- Texte fourni
Décision n° 2022-1010 QPC du 22 septembre 2022 - Décision de renvoi Cass.
Cour de cassation, criminelle, Chambre criminelle, 22 juin 2022, 22-90.008, Inédit
Cour de cassation - Chambre criminelle
N° de pourvoi : 22-90.008
ECLI : FR : CCASS : 2022 : CR01044
Non publié au bulletin
Solution : Qpc seule - renvoi au cc
Audience publique du mercredi 22 juin 2022
Décision attaquée : Tribunal judiciaire de Bourges, du 01 avril 2022
Président
Mme de la Lance (conseiller doyen faisant fonction de président)
Avocat(s)
SARL Boré, Salve de Bruneton et Mégret, SCP Célice, Texidor, Périer
RÉPUBLIQUE FRANCAISE
AU NOM DU PEUPLE FRANCAIS
LA COUR DE CASSATION, CHAMBRE CRIMINELLE, a rendu l'arrêt suivant :
N° Q 22-90.008 F-D
N° 01044
22 JUIN 2022
MAS2
RENVOI
Mme DE LA LANCE conseiller doyen faisant fonction de président,
R É P U B L I Q U E F R A N Ç A I S E
________________________________________
AU NOM DU PEUPLE FRANÇAIS
_________________________
ARRÊT DE LA COUR DE CASSATION, CHAMBRE CRIMINELLE,
DU 22 JUIN 2022
Le tribunal correctionnel de Bourges, par jugement en date du 1er avril 2022, reçu le 6 avril 2022 à la Cour de cassation, a transmis une question prioritaire de constitutionnalité dans la procédure suivie contre M. [B] [F] du chef de blanchiment.
Des observations ont été produites.
Sur le rapport de Mme Fouquet, conseiller référendaire, les observations de la SCP Célice, Texidor, Périer, avocat de M. [B] [F], les observations de la SARL Boré, Salve de Bruneton et Mégret, avocat de la direction générale des douanes et des droits indirects, et les conclusions de M. Bougy, avocat général, après débats en l'audience publique du 22 juin 2022 où étaient présents Mme de la Lance, conseiller doyen faisant fonction de président en remplacement du président empêché, Mme Fouquet, conseiller rapporteur, Mme Planchon, conseiller de la chambre, et Mme Sommier, greffier de chambre,
la chambre criminelle de la Cour de cassation, composée en application de l'article 567-1-1 du code de procédure pénale, des président et conseillers précités, après en avoir délibéré conformément à la loi, a rendu le présent arrêt.
1. La question prioritaire de constitutionnalité est ainsi rédigée :
« Le droit de visite offert aux agents des douanes par l'article 60 du code des douanes, qui ne confère aucun statut à la personne qui y est soumise contre son gré et qui n'est entouré d'aucune garantie légale, notamment quant à un contrôle de l'autorité judiciaire, est-il conforme à la Constitution, alors même que sa mise en oeuvre est susceptible d'être contraire à l'exercice des libertés constitutionnellement garanties, au nombre desquelles figurent la liberté d'aller et de venir et le respect de la vie privée protégés par les articles 2 et 4 de la Déclaration des droits de l'homme et du citoyen de 1789, le respect des droits de la défense qui découle de l'article 16 de la Déclaration de 1789 ainsi que la liberté individuelle, que l'article 66 de la Constitution place sous la surveillance de l'autorité judiciaire ? ».

- Consigne
Reprenez mot pour mot le passage de l'arrêt de la Cour de cassation qui commence par « Des observations ont » et se poursuit jusqu'à « le présent arrêt. ».

- Lignes de données
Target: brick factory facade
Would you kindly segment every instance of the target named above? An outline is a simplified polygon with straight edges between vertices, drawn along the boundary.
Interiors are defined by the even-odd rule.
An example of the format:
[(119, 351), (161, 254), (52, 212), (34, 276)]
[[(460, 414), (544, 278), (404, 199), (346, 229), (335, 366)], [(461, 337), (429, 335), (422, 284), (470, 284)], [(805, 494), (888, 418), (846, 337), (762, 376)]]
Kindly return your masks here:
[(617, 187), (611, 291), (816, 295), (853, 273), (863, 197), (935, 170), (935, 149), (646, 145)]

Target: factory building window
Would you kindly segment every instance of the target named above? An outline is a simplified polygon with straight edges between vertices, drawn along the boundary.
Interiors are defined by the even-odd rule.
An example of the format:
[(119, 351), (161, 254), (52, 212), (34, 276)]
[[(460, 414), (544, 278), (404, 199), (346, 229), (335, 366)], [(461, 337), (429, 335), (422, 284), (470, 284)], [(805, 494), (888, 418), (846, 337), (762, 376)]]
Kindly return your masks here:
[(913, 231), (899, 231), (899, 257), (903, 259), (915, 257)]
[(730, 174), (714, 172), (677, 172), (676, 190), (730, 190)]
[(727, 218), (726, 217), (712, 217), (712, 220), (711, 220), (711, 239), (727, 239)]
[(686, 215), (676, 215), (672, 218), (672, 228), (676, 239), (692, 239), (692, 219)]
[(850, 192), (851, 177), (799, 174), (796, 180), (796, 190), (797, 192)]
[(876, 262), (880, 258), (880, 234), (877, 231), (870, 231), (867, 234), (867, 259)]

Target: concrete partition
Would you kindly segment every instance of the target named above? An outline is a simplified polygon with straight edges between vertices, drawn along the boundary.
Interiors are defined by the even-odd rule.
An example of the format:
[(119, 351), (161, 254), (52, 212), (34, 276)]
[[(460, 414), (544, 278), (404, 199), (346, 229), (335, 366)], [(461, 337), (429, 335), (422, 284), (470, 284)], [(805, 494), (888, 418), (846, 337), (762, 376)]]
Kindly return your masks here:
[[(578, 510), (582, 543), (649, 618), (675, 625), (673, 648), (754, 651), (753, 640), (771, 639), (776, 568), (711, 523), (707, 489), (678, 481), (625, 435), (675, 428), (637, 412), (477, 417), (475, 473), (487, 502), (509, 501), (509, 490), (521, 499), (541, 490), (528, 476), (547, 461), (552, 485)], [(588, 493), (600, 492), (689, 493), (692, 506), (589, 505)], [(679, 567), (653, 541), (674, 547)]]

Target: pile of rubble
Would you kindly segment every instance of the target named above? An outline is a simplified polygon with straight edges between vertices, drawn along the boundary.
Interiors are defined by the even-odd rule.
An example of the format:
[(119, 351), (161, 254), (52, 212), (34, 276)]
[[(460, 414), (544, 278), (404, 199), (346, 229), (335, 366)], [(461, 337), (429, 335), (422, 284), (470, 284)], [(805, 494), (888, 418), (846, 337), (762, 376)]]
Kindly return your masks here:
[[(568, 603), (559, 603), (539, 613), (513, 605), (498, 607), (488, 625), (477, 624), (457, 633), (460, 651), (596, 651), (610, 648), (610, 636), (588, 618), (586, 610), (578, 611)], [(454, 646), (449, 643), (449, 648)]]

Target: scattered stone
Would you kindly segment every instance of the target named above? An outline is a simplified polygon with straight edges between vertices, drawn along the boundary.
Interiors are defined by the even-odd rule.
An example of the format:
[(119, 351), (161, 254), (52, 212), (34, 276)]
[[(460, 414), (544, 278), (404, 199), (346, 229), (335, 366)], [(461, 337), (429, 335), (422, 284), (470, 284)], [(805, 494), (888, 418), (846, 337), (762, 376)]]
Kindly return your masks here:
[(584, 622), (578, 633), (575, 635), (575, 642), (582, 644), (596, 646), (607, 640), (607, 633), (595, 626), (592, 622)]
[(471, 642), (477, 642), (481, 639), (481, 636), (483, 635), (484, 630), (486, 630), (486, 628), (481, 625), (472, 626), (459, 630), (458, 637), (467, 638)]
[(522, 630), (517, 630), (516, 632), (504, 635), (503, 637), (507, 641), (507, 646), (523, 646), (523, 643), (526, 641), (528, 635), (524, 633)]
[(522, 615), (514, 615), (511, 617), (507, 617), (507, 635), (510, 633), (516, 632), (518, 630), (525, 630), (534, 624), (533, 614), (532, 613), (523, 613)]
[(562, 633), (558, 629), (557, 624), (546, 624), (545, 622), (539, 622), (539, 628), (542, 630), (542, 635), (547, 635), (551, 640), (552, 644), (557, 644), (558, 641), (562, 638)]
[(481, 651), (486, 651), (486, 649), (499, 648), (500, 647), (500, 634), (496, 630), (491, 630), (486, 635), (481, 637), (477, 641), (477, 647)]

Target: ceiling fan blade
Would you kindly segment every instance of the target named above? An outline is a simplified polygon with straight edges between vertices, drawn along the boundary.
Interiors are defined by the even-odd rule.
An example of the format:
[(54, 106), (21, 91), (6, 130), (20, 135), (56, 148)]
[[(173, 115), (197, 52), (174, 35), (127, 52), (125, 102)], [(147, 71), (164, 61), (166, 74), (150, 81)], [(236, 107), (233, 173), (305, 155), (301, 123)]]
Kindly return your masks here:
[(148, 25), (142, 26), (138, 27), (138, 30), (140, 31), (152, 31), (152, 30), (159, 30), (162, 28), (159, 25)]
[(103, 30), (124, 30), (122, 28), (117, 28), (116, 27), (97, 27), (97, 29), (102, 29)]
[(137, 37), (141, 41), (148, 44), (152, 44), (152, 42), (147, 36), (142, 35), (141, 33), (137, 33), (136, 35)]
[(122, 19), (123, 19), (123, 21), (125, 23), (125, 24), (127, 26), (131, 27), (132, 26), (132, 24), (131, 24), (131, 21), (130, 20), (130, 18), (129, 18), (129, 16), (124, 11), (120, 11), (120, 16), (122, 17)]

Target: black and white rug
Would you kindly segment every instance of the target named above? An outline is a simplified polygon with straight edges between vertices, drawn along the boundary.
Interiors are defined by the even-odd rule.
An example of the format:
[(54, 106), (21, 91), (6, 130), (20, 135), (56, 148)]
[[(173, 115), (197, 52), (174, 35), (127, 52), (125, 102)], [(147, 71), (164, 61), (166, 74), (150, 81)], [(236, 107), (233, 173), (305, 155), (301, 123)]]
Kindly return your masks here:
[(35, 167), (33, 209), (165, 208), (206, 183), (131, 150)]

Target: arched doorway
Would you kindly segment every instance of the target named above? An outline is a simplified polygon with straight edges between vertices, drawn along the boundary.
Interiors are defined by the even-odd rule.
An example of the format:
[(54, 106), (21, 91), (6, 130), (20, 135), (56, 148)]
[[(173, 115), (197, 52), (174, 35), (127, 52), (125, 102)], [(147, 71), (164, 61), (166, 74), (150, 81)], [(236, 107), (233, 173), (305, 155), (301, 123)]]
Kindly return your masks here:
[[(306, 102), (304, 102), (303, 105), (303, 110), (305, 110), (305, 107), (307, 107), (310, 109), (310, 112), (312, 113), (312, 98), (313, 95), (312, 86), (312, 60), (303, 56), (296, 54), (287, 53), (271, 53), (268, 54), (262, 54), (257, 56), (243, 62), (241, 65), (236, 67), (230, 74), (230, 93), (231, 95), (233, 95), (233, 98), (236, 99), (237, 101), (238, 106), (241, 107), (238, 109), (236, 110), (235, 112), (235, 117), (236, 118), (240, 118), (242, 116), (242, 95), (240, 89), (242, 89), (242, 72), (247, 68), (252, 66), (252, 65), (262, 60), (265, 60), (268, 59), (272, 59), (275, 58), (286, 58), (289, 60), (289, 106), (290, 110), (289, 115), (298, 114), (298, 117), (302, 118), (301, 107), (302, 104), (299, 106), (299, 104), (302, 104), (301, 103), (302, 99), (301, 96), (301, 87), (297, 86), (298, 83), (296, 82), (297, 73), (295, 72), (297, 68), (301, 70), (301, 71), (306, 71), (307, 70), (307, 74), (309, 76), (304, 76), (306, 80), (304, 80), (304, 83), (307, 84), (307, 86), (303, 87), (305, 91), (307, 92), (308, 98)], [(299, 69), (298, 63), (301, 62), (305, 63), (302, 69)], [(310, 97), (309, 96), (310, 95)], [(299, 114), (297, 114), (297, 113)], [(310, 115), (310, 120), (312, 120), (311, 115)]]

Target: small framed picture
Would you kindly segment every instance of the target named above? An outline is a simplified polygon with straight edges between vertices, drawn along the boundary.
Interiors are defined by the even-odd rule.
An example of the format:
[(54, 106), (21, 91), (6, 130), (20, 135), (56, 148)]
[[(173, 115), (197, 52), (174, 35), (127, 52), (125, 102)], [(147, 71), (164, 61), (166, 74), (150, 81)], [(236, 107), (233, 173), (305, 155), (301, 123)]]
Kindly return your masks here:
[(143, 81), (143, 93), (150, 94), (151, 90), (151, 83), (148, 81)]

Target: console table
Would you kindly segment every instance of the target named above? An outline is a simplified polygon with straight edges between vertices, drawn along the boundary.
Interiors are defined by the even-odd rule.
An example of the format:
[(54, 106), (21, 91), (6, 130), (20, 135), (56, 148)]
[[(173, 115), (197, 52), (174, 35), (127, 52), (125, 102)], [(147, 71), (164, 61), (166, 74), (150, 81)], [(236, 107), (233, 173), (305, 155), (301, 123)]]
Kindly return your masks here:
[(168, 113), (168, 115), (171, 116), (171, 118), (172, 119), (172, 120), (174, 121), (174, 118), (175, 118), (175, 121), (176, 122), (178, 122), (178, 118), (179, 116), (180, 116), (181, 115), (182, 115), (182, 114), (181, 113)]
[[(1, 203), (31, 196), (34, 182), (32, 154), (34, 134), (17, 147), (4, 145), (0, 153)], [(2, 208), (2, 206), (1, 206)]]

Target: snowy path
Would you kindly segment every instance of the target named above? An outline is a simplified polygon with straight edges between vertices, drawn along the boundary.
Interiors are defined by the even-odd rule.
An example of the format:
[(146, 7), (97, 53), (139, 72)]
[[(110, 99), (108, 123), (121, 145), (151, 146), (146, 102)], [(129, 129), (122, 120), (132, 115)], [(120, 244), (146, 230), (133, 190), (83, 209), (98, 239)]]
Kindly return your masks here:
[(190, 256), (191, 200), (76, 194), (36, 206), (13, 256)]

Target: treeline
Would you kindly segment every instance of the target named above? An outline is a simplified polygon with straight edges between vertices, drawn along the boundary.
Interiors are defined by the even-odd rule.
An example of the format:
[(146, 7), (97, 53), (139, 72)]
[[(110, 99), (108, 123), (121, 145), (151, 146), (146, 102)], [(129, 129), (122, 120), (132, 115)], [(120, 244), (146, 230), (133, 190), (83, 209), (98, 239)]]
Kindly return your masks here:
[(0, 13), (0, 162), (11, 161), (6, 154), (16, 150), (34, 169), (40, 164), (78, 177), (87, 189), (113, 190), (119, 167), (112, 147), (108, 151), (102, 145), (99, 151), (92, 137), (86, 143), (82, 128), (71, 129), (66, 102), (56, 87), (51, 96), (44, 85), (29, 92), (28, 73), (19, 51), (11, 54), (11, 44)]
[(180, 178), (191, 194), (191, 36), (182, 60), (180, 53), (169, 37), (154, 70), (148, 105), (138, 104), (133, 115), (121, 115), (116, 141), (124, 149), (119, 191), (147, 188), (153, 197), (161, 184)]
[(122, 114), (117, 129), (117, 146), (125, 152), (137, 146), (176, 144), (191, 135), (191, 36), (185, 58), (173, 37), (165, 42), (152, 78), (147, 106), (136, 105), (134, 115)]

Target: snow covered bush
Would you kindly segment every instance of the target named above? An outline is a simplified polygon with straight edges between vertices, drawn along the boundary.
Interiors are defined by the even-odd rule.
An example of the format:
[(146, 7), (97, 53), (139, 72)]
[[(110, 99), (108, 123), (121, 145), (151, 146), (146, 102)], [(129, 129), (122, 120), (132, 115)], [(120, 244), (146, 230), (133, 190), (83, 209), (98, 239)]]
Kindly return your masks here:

- Réponse
Des observations ont été produites.
Sur le rapport de Mme Fouquet, conseiller référendaire, les observations de la SCP Célice, Texidor, Périer, avocat de M. [B] [F], les observations de la SARL Boré, Salve de Bruneton et Mégret, avocat de la direction générale des douanes et des droits indirects, et les conclusions de M. Bougy, avocat général, après débats en l'audience publique du 22 juin 2022 où étaient présents Mme de la Lance, conseiller doyen faisant fonction de président en remplacement du président empêché, Mme Fouquet, conseiller rapporteur, Mme Planchon, conseiller de la chambre, et Mme Sommier, greffier de chambre,
la chambre criminelle de la Cour de cassation, composée en application de l'article 567-1-1 du code de procédure pénale, des président et conseillers précités, après en avoir délibéré conformément à la loi, a rendu le présent arrêt.